>> Begin Text segment

NASA's new laser instrument, Global Ecosystem Dynamics Investigation, or GEDI, was delivered to the International Space Station in December to help scientists create the first three-dimensional map of the world’s temperate and tropical forests. NASA/Provided

Suppose you could weigh every tree on Earth.

The information would fill in the last big data gap in climate modeling — the carbon volume on land. It would make for more precise predictions, from sea level rise to warming temperatures. It would improve management of crops, forests, water resources, flood planning and other land uses.

So Barry Coyle is doing it — while his group continues to measure the moon.



Coyle, 54, is a Hanahan native and College of Charleston graduate who works as a laser scientist for NASA. He leads the team that just built a laser-reader now circling the planet aboard the International Space Station. Its job is to assemble a database of the carbon load in trees worldwide.

"Literally, we're going to weigh the trees on the planet," Coyle said.

Trees absorb carbon for food and release the air that living things breathe. A living tree is about 10 percent carbon, so if you know how much carbon is in a tree, you know how much the tree weighs.

Carbon dioxide emissions are considered the leading man-made cause of the warming air and sea. So if you monitor changes in the forests' carbon load, you can answer two other key questions, according to NASA:

  • What role will the land play in absorbing carbon dioxide emissions contributing to climate warming?
  • How will that warming ecosystem affect habitat?

Answering these questions is critical for understanding the future path of global climate change and the Earth’s biodiversity, NASA said in its explanation of the GEDI, or Global Ecosystem Dynamics Investigation project.


NASA's new laser instrument, Global Ecosystem Dynamics Investigation, or GEDI, will allow scientists to create the first three-dimensional map of the world’s temperate and tropical forests. Bente Eegholm's reflection can be seen in the primary mirror of the receiver telescope. NASA/Provided

The Star Wars pun is deliberate: Jedi, of course, use laser swords.

>> End Text segment

Requirements: Please write the next part of the article about NASA's tree-weighing laser, starting right after its last sentence.

>> Begin Information shown

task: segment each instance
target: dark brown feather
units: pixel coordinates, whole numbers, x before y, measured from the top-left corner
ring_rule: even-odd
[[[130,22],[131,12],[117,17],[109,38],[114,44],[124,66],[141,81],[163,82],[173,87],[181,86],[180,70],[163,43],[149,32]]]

>> End Information shown

Answer to the exercise:
"GEDI is quite certainly an impressive instrument. It will give us quite a bit more information about the vertical structure of plants and will improve ecosystems science," said April Hiscox, a University of South Carolina geography professor.

GEDI readings could provide real-time information for dealing with disasters.

"For large disasters, such as the volcanic eruption of St. Helens or Hurricane Michael, the instrument could provide broad area information such as mass movements or vegetation damage that would otherwise be challenging to collect in a short time period," said University of South Carolina geography professor Michael Hodgson.

The equipment aboard the space station is laser and lidar — a reader that works on the principle of radar, but uses light from a laser. The science is "very complicated," Coyle acknowledges. So maybe it's better to tell the story how he came up with it.

He was flying to Greenland. The NASA engineering team was on its way to use newly built lasers to measure glacier ice sheets when they decided to calibrate the equipment while over the forests in the Northeast.

"We got crazy returns," Coyle said.

They realized the laser pulses were bouncing differently off different densities of carbon in the forests and open fields. They also realized that watching it, "you can literally see the planet breathe," he said.

The team made that observation in 1994. Four years later, the space station launched and researchers formed a long line for grants and space to do studies aboard. Coyle spent the next two decades trying to get the carbon-volume project funded.



While he was at it, his engineering group built, among other projects, the Lunar Reconnaissance Orbiter, which is now circling the moon and streaming measurements so fine they are mapping the surface down to the centimeter.

Coincidentally, the Orbiter measurements were used to pinpoint the exact moment of totality during the solar eclipse in 2017. Coyle was in the quad at the College of Charleston when students there let out a whoop at that moment. It gave him goosebumps, he said.

GEDI is now reading a little more of the globe with each pass of the space station. It's expected to take two years to get a complete set of measurements one square kilometer each, with a lot of overlap. The first of the data, though, will soon start downloading.

It is "the last great data mass to gather," Coyle said.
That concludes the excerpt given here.